→ **Aim**: Pull out each line of the entries below that contains the word "orange".

____ Records for the exercise

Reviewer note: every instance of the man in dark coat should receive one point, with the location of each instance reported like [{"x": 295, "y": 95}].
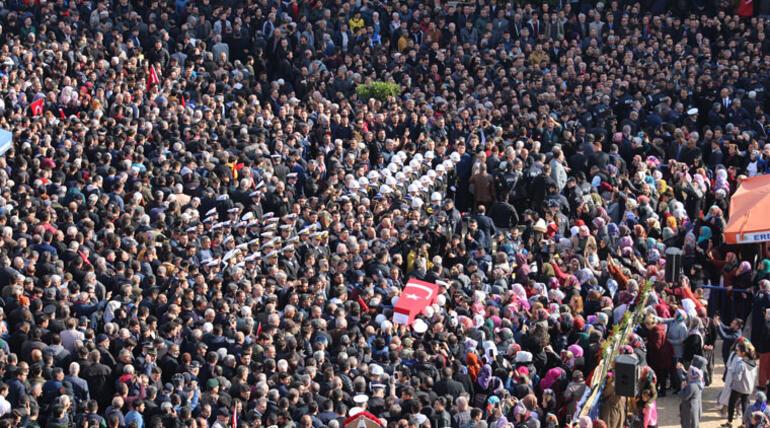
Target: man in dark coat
[{"x": 99, "y": 377}]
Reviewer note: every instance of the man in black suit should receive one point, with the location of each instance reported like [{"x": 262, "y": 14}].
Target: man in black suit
[
  {"x": 447, "y": 385},
  {"x": 485, "y": 222}
]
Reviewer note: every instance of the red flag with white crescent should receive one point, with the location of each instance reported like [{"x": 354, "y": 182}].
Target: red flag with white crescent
[{"x": 416, "y": 296}]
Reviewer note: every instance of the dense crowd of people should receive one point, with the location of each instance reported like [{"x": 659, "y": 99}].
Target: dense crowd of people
[{"x": 202, "y": 222}]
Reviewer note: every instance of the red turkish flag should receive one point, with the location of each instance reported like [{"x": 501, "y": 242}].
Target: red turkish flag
[
  {"x": 36, "y": 108},
  {"x": 152, "y": 78},
  {"x": 416, "y": 296}
]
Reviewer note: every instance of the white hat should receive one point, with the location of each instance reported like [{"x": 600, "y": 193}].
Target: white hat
[
  {"x": 376, "y": 370},
  {"x": 523, "y": 357},
  {"x": 419, "y": 326}
]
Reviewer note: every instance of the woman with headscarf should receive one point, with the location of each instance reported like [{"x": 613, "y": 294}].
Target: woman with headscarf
[
  {"x": 574, "y": 392},
  {"x": 553, "y": 380},
  {"x": 691, "y": 406},
  {"x": 482, "y": 388},
  {"x": 743, "y": 281},
  {"x": 758, "y": 406},
  {"x": 725, "y": 304},
  {"x": 660, "y": 353},
  {"x": 677, "y": 333},
  {"x": 646, "y": 402},
  {"x": 760, "y": 333},
  {"x": 742, "y": 380},
  {"x": 612, "y": 409},
  {"x": 693, "y": 345}
]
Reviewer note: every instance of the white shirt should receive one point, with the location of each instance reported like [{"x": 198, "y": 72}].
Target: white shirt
[
  {"x": 70, "y": 337},
  {"x": 5, "y": 406}
]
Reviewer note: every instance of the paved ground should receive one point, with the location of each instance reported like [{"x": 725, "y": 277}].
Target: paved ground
[{"x": 668, "y": 407}]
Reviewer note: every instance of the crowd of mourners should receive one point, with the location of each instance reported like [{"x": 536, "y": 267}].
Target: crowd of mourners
[{"x": 204, "y": 224}]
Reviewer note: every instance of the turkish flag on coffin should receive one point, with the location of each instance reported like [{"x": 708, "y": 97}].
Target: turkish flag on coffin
[{"x": 415, "y": 297}]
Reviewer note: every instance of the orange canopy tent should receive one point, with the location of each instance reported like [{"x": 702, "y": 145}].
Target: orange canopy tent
[{"x": 750, "y": 212}]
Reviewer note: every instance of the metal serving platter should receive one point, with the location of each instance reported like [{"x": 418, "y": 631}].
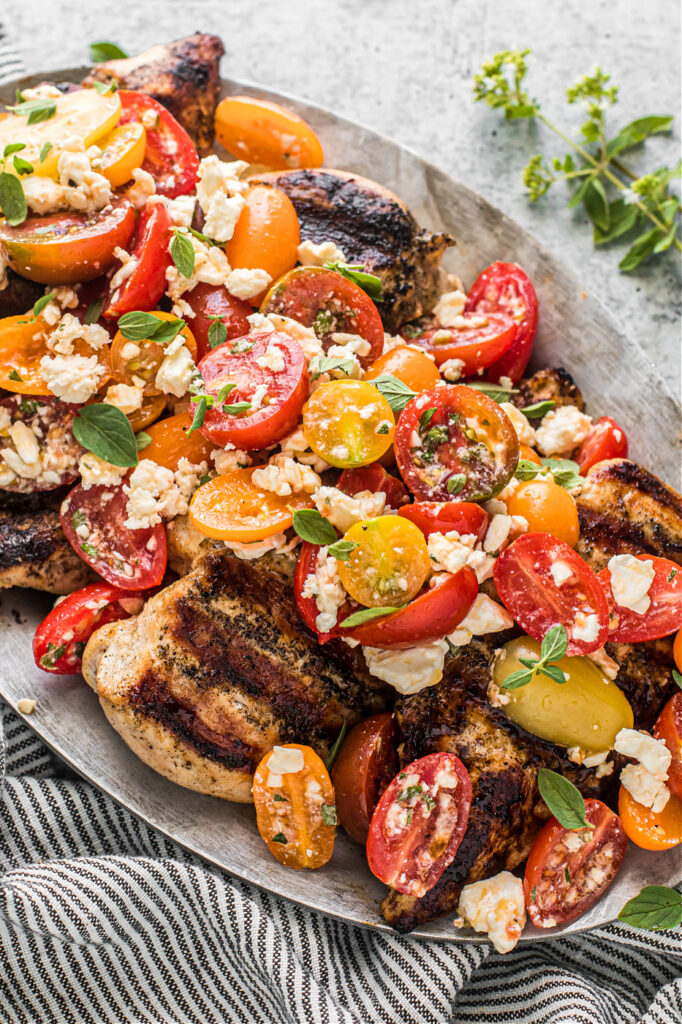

________

→ **Reply to the task**:
Reviewer note: every instance of the orange canopy tent should receive one point, with the location of each instance reported like [{"x": 702, "y": 145}].
Target: orange canopy tent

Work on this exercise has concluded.